§ What this task involves
All that is needed is the line containing "[mark] black clamp" together with each line after it, transcribed exactly to the end of the records.

§ Recorded data
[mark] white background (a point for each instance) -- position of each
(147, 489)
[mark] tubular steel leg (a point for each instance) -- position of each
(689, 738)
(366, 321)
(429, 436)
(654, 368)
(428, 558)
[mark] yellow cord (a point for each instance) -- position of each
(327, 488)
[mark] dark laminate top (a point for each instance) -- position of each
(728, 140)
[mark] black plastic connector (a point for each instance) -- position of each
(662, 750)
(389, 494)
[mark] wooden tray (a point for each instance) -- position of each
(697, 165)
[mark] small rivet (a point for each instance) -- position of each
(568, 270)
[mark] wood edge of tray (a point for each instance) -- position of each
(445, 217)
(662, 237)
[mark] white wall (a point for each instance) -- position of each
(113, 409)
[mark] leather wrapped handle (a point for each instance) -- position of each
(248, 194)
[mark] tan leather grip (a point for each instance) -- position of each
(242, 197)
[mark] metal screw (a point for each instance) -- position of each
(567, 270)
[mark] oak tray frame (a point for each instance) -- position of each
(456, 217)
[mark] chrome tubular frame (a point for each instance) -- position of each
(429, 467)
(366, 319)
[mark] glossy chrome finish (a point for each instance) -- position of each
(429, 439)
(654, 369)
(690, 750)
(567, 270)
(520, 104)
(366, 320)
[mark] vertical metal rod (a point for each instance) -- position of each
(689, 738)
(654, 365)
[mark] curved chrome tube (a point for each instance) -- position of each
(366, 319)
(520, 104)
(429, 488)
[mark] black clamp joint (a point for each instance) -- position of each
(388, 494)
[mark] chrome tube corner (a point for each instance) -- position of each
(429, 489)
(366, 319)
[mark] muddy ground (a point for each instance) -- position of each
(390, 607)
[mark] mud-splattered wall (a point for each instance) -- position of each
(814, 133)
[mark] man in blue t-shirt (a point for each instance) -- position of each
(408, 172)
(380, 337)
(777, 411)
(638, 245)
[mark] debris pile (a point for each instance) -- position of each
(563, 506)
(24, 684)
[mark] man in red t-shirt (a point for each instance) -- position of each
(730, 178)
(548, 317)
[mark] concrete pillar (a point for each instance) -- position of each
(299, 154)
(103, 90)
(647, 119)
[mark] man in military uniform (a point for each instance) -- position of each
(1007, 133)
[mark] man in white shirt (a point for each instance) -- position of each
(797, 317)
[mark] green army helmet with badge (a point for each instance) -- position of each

§ Your solution
[mark] black clamp joint (a point for each instance) -- position of each
(388, 494)
[mark] chrome tube corner (a point for each instance) -- position of each
(429, 489)
(366, 319)
[mark] muddy ground (a point for each instance) -- position of each
(390, 607)
[mark] mud-splattered wall (a point for each instance) -- position of each
(814, 133)
[mark] man in blue t-shirt (a point for each instance) -- position of each
(408, 172)
(380, 337)
(777, 411)
(638, 245)
[mark] debris pile (a point for each instance) -- position of each
(563, 506)
(24, 684)
[mark] man in red t-shirt (a point for each instance) -- position of each
(730, 178)
(548, 317)
[mark] concrete pillar (a point for each instance) -- position of each
(299, 154)
(103, 90)
(647, 119)
[mark] man in military uniform (a point for each instance) -- position of each
(1007, 133)
[mark] man in white shirt (a point for each instance) -- position of each
(797, 317)
[mark] green army helmet with badge (a point for each instance) -- position of each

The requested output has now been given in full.